TRY IT -> Text in the records must be reproduced exactly, and pictures must be skipped.
|---|
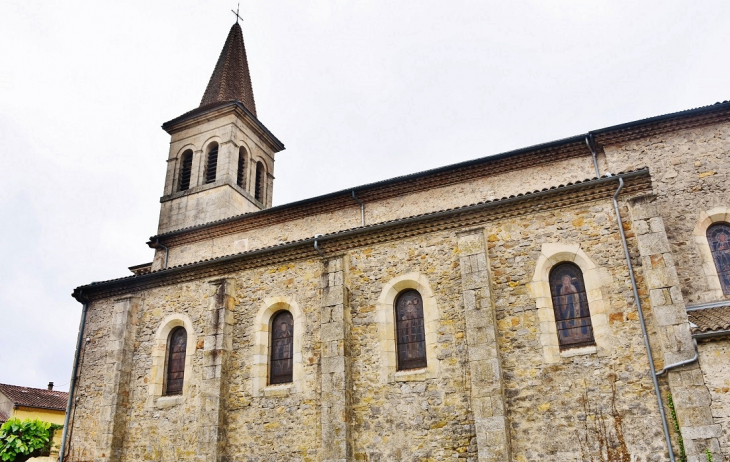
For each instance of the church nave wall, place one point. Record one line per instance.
(690, 175)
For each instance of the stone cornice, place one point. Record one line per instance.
(400, 186)
(462, 217)
(221, 109)
(452, 174)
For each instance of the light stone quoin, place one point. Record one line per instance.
(478, 241)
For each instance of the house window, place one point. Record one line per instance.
(410, 333)
(212, 164)
(282, 348)
(259, 191)
(186, 168)
(570, 305)
(176, 361)
(241, 170)
(718, 236)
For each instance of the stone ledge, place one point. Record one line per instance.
(411, 375)
(589, 350)
(165, 402)
(273, 391)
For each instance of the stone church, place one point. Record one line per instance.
(567, 301)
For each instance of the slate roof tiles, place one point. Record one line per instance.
(710, 319)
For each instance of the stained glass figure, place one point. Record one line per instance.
(410, 333)
(282, 348)
(570, 305)
(718, 236)
(176, 361)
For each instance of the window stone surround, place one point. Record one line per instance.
(595, 278)
(385, 319)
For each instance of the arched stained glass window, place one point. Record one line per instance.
(212, 165)
(260, 182)
(718, 236)
(176, 361)
(570, 305)
(410, 333)
(241, 170)
(282, 348)
(186, 167)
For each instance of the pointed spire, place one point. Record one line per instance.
(231, 79)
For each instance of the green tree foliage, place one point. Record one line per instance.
(19, 441)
|---|
RESPONSE ->
For each instance of the church nave wall, place one point. Record one line per instance.
(690, 175)
For each instance of the stone cornice, place one point. Record one line per instance.
(400, 186)
(462, 217)
(221, 109)
(452, 174)
For each instance of the light stone quoin, place one point. Record one line per instance.
(478, 241)
For each instance of the house window, place one point. Record one line per instance.
(410, 333)
(212, 164)
(282, 348)
(259, 191)
(186, 168)
(570, 305)
(176, 361)
(241, 170)
(718, 236)
For each instance of the stone ledge, place one point. Record one line per instance.
(411, 375)
(589, 350)
(165, 402)
(273, 391)
For each instance of the stone church, place one point. Record one line per instance.
(567, 301)
For each instance of the slate roof tiles, place one point. Record one line per instance.
(710, 319)
For each instance of the stained glass figure, place one point. Record one line per instance.
(410, 333)
(282, 348)
(570, 305)
(718, 236)
(176, 361)
For each instance of the window stone surround, place one point. Record one line per instance.
(595, 278)
(385, 319)
For each instance of the arched stained glass window, place one point. Record one line per instance.
(212, 165)
(260, 182)
(718, 236)
(176, 361)
(570, 305)
(410, 333)
(241, 170)
(282, 348)
(186, 167)
For each instance of the pointed spire, place one point. Record one line per instance.
(231, 79)
For each instance of the green tree foliage, place one point. Record one line per instance.
(19, 441)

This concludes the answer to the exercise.